- [THE PROBLEM]:
At the line containing "box: [135, 112, 174, 133]", begin repeating lines exactly, and stop only after the final line of the records below.

Saved entries:
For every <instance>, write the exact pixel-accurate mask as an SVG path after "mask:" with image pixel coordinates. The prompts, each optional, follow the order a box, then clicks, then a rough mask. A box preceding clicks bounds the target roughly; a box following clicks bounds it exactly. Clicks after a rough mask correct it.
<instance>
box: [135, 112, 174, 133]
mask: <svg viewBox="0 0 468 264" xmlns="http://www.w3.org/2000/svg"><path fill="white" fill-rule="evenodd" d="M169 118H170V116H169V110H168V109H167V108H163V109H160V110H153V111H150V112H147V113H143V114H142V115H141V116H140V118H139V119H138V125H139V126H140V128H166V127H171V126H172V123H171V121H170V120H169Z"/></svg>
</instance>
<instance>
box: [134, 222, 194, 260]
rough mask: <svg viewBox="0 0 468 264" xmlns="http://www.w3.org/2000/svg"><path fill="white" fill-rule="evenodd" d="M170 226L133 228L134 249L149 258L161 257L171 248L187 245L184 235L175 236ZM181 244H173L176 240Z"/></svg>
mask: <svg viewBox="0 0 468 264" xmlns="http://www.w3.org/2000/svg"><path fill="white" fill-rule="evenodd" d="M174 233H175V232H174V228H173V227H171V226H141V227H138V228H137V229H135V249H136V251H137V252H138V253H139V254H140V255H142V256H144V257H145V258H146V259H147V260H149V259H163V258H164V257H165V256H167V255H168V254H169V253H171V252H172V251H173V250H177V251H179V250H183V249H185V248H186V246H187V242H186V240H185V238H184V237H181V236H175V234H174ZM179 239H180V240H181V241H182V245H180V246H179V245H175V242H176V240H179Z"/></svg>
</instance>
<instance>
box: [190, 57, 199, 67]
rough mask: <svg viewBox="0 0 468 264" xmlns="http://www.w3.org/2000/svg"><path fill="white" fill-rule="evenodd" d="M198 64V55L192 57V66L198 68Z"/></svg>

- [YOUR RESPONSE]:
box: [135, 112, 174, 133]
mask: <svg viewBox="0 0 468 264" xmlns="http://www.w3.org/2000/svg"><path fill="white" fill-rule="evenodd" d="M169 118H170V116H169V110H168V109H167V108H163V109H160V110H153V111H150V112H147V113H143V114H142V115H141V116H140V118H139V119H138V125H139V126H140V128H166V127H171V126H172V123H171V121H170V120H169Z"/></svg>
</instance>
<instance>
box: [134, 222, 194, 260]
rough mask: <svg viewBox="0 0 468 264" xmlns="http://www.w3.org/2000/svg"><path fill="white" fill-rule="evenodd" d="M170 226L133 228L134 249L149 258L161 257L171 248L187 245L184 235L175 236ZM181 244H173L176 240Z"/></svg>
mask: <svg viewBox="0 0 468 264" xmlns="http://www.w3.org/2000/svg"><path fill="white" fill-rule="evenodd" d="M174 233H175V232H174V228H173V227H171V226H141V227H138V228H137V229H135V249H136V251H137V252H138V253H139V254H140V255H142V256H144V257H145V258H146V259H147V260H149V259H163V258H164V257H165V256H167V255H168V254H169V253H171V252H172V251H173V250H177V251H179V250H183V249H185V248H186V246H187V242H186V240H185V238H184V237H181V236H175V234H174ZM179 239H180V240H181V241H182V245H180V246H179V245H175V242H176V240H179Z"/></svg>
</instance>
<instance>
box: [190, 57, 199, 67]
rough mask: <svg viewBox="0 0 468 264" xmlns="http://www.w3.org/2000/svg"><path fill="white" fill-rule="evenodd" d="M198 64V55L192 57V66L198 68Z"/></svg>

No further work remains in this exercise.